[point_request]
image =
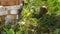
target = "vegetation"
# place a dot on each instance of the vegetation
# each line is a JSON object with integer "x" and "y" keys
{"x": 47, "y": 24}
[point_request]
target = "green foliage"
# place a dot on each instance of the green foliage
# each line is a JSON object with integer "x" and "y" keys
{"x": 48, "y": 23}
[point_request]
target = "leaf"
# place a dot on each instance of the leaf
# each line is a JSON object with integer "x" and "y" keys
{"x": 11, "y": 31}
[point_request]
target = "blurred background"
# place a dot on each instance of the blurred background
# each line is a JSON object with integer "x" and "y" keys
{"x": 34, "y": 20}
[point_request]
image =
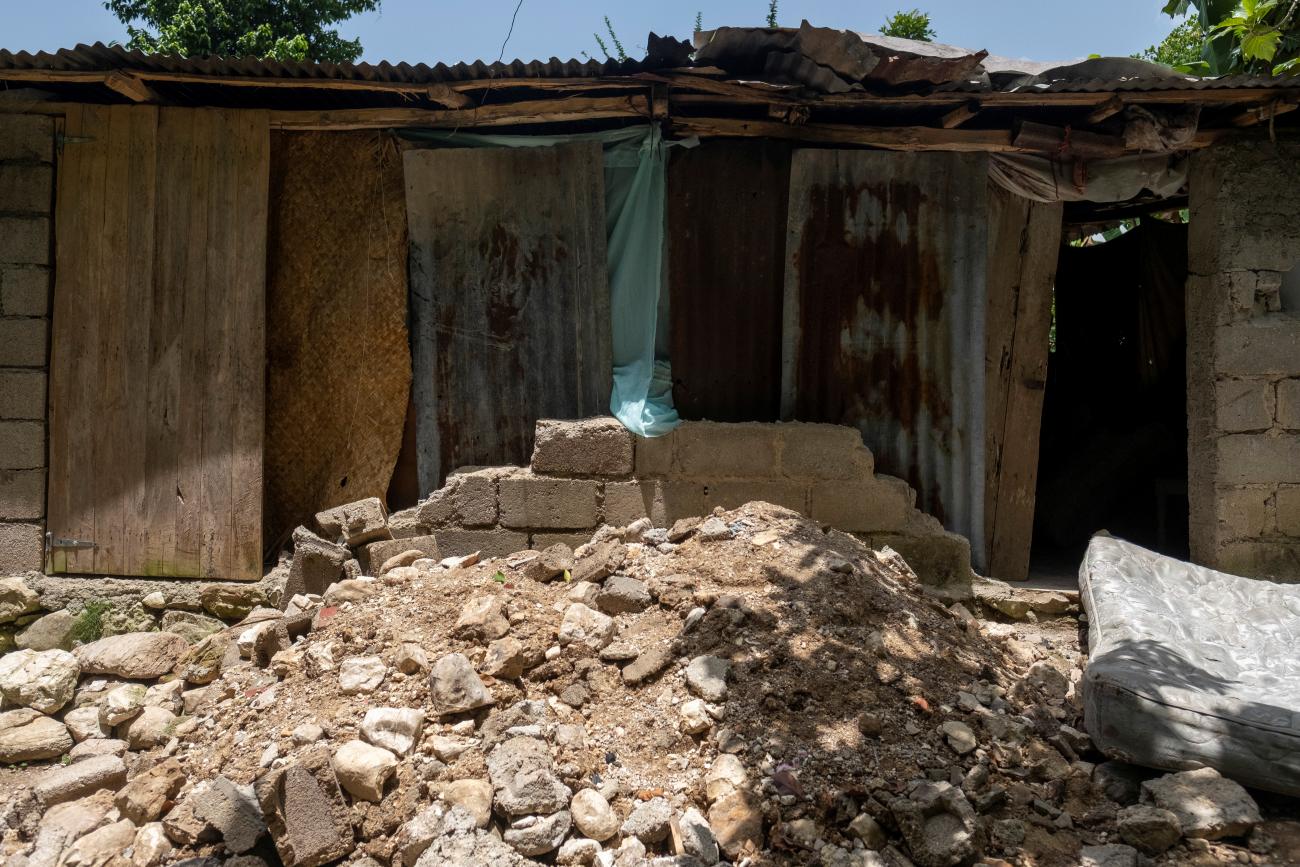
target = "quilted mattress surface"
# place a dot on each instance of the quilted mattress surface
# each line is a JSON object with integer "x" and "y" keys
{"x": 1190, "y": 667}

== == ==

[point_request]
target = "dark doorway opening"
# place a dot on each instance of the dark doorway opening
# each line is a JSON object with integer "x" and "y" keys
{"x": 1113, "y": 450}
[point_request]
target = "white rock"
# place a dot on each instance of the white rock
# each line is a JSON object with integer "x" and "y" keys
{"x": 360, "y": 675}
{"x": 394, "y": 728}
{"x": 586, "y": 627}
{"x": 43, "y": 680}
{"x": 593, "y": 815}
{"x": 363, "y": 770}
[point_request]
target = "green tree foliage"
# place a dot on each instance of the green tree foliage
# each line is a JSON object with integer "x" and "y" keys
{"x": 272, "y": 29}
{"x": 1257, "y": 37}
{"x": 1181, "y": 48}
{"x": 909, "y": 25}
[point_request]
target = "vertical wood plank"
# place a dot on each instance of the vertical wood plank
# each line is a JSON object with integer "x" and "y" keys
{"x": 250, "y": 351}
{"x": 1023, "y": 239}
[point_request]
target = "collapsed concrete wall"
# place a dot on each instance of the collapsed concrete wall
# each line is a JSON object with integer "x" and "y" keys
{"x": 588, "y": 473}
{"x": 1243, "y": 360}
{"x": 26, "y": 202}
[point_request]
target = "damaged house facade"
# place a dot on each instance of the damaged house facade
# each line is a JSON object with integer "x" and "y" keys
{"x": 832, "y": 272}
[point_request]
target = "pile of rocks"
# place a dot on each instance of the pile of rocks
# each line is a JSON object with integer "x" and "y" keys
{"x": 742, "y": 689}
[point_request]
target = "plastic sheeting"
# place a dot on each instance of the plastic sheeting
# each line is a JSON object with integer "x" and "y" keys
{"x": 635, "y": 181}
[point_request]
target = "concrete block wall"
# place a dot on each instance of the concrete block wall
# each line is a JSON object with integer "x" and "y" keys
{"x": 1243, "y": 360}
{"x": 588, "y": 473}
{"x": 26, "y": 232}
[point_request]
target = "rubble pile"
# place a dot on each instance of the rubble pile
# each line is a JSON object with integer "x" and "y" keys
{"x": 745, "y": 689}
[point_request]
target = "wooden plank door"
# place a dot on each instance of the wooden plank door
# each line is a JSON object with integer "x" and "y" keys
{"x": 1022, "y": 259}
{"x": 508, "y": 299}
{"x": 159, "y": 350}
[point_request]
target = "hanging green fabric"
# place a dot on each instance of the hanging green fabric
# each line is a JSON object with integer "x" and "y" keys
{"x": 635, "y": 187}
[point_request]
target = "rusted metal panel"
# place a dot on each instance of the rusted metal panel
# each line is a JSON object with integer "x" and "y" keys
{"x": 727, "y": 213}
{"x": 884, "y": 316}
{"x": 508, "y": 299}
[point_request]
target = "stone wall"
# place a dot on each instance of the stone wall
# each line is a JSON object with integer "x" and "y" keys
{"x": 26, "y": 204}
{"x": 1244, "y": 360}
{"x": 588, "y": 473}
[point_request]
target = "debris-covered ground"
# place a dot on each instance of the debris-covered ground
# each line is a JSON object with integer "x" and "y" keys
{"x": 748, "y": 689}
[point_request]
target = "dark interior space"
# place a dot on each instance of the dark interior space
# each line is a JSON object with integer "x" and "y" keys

== == ==

Search the listing above for "background" and copy every line that has it.

▶ Reply to the exercise
target = "blurred background"
# place a dot on each instance of the blurred background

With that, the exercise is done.